Natural language region descriptions
+++

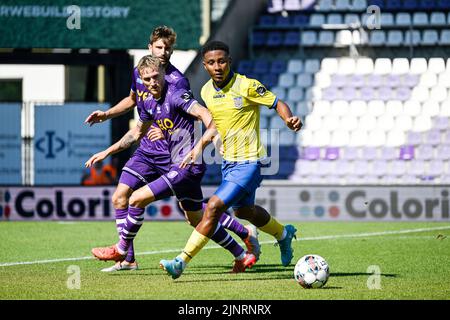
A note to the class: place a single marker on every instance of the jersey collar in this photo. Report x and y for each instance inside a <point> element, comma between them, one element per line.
<point>228,81</point>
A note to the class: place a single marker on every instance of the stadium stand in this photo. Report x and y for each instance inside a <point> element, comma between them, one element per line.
<point>374,101</point>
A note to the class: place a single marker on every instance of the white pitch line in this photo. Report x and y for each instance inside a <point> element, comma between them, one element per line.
<point>331,237</point>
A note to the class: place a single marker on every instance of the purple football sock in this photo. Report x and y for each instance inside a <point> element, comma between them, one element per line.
<point>132,224</point>
<point>222,238</point>
<point>230,223</point>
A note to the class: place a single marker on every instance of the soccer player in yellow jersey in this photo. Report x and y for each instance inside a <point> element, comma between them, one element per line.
<point>234,103</point>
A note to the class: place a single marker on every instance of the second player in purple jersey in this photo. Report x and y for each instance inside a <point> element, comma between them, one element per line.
<point>173,78</point>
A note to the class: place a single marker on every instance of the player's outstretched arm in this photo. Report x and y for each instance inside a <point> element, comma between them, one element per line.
<point>285,113</point>
<point>125,105</point>
<point>210,134</point>
<point>132,136</point>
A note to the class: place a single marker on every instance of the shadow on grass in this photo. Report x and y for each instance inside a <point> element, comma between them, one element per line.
<point>350,274</point>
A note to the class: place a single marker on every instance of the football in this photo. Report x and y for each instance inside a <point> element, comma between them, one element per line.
<point>311,271</point>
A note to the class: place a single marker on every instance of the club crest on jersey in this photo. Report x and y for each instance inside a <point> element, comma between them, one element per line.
<point>238,102</point>
<point>172,174</point>
<point>261,90</point>
<point>187,96</point>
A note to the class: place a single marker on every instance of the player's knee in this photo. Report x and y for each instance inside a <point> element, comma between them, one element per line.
<point>119,200</point>
<point>213,206</point>
<point>136,200</point>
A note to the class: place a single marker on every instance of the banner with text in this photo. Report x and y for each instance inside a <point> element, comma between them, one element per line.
<point>96,24</point>
<point>10,143</point>
<point>73,203</point>
<point>63,142</point>
<point>286,202</point>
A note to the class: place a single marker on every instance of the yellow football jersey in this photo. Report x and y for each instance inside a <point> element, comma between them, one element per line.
<point>235,110</point>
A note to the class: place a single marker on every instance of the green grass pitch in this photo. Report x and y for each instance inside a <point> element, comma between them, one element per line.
<point>38,261</point>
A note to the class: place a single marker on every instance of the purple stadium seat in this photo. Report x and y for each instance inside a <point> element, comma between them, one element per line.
<point>441,123</point>
<point>311,153</point>
<point>339,80</point>
<point>414,138</point>
<point>324,168</point>
<point>330,94</point>
<point>424,152</point>
<point>274,39</point>
<point>403,93</point>
<point>367,94</point>
<point>349,94</point>
<point>410,4</point>
<point>374,80</point>
<point>397,168</point>
<point>278,66</point>
<point>331,153</point>
<point>266,20</point>
<point>389,153</point>
<point>386,93</point>
<point>369,153</point>
<point>350,153</point>
<point>291,38</point>
<point>411,80</point>
<point>356,81</point>
<point>443,152</point>
<point>433,137</point>
<point>342,167</point>
<point>436,168</point>
<point>406,152</point>
<point>282,21</point>
<point>360,167</point>
<point>379,168</point>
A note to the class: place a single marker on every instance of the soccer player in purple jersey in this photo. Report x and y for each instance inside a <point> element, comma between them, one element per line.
<point>152,159</point>
<point>175,111</point>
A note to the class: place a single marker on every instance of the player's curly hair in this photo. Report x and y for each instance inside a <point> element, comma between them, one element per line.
<point>215,45</point>
<point>163,32</point>
<point>149,61</point>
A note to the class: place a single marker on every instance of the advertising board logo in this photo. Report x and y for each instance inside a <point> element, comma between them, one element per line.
<point>50,144</point>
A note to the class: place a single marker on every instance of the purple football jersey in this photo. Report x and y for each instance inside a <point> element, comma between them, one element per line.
<point>174,78</point>
<point>170,113</point>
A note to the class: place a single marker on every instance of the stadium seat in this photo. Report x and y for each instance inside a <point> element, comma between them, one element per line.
<point>425,152</point>
<point>438,19</point>
<point>358,5</point>
<point>326,38</point>
<point>412,37</point>
<point>406,152</point>
<point>291,38</point>
<point>295,66</point>
<point>308,38</point>
<point>430,37</point>
<point>304,80</point>
<point>312,65</point>
<point>395,38</point>
<point>420,19</point>
<point>286,80</point>
<point>403,19</point>
<point>377,38</point>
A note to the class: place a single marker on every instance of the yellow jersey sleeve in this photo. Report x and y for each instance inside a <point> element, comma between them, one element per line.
<point>257,93</point>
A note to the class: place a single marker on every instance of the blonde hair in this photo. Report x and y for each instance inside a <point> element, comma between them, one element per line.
<point>149,61</point>
<point>163,32</point>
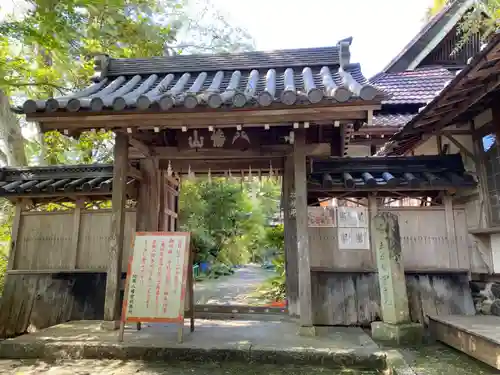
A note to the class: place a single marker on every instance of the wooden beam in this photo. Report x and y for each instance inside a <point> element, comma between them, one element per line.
<point>134,173</point>
<point>224,165</point>
<point>140,146</point>
<point>110,120</point>
<point>304,266</point>
<point>16,223</point>
<point>209,114</point>
<point>112,296</point>
<point>267,151</point>
<point>460,146</point>
<point>75,238</point>
<point>472,99</point>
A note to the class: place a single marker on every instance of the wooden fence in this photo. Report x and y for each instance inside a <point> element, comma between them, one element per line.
<point>432,240</point>
<point>437,258</point>
<point>67,241</point>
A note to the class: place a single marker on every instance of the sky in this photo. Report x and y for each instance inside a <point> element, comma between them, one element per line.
<point>380,29</point>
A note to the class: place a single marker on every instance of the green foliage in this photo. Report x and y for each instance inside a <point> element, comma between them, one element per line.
<point>482,20</point>
<point>275,237</point>
<point>274,288</point>
<point>7,211</point>
<point>227,219</point>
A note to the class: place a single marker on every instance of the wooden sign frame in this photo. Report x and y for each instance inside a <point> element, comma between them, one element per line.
<point>187,285</point>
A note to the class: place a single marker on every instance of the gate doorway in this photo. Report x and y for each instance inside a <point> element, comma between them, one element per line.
<point>236,222</point>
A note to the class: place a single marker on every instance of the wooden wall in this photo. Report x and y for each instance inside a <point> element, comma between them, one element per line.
<point>59,241</point>
<point>436,254</point>
<point>33,302</point>
<point>425,243</point>
<point>353,298</point>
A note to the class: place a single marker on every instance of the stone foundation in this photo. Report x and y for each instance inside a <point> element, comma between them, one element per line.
<point>397,334</point>
<point>486,296</point>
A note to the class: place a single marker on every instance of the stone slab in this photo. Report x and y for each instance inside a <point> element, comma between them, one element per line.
<point>399,334</point>
<point>264,342</point>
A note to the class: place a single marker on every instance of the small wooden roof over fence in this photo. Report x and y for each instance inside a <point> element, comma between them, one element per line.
<point>469,93</point>
<point>385,175</point>
<point>62,181</point>
<point>327,176</point>
<point>193,90</point>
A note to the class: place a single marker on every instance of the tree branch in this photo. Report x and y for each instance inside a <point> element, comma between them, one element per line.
<point>62,90</point>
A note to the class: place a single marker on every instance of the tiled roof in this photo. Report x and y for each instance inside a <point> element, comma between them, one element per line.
<point>304,76</point>
<point>431,34</point>
<point>470,92</point>
<point>389,173</point>
<point>418,86</point>
<point>391,119</point>
<point>226,61</point>
<point>57,180</point>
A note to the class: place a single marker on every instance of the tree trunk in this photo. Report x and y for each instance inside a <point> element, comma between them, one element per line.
<point>10,133</point>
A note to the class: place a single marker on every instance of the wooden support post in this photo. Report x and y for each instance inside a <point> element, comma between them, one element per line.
<point>304,269</point>
<point>114,270</point>
<point>372,212</point>
<point>291,255</point>
<point>75,239</point>
<point>451,233</point>
<point>15,234</point>
<point>148,205</point>
<point>396,325</point>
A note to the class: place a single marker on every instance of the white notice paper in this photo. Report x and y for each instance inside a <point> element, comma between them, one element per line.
<point>353,238</point>
<point>352,217</point>
<point>321,216</point>
<point>157,278</point>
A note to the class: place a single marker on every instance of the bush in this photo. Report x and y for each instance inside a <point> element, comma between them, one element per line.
<point>274,288</point>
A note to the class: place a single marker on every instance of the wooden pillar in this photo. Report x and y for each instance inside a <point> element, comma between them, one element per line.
<point>455,261</point>
<point>304,269</point>
<point>396,325</point>
<point>291,269</point>
<point>16,222</point>
<point>114,270</point>
<point>148,205</point>
<point>75,239</point>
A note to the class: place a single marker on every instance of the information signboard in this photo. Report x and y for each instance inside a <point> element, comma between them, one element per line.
<point>157,279</point>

+++

Your instructions | All lines from the one containing "the wooden pillar" to the end of the records are to be duplicated exactly, and no other lines are to be given.

Result |
A note to the class: place a single marker on every instance of the wooden pillar in this photo. Report x and y for each instance inside a <point> element, comma between them, one element per line.
<point>455,261</point>
<point>304,269</point>
<point>396,325</point>
<point>291,269</point>
<point>16,222</point>
<point>114,270</point>
<point>148,205</point>
<point>75,239</point>
A note to the class: place a single marker on every instance of the information signboard in this photo. Report x and y for each instance inside a <point> element, comma between them, one element per line.
<point>157,279</point>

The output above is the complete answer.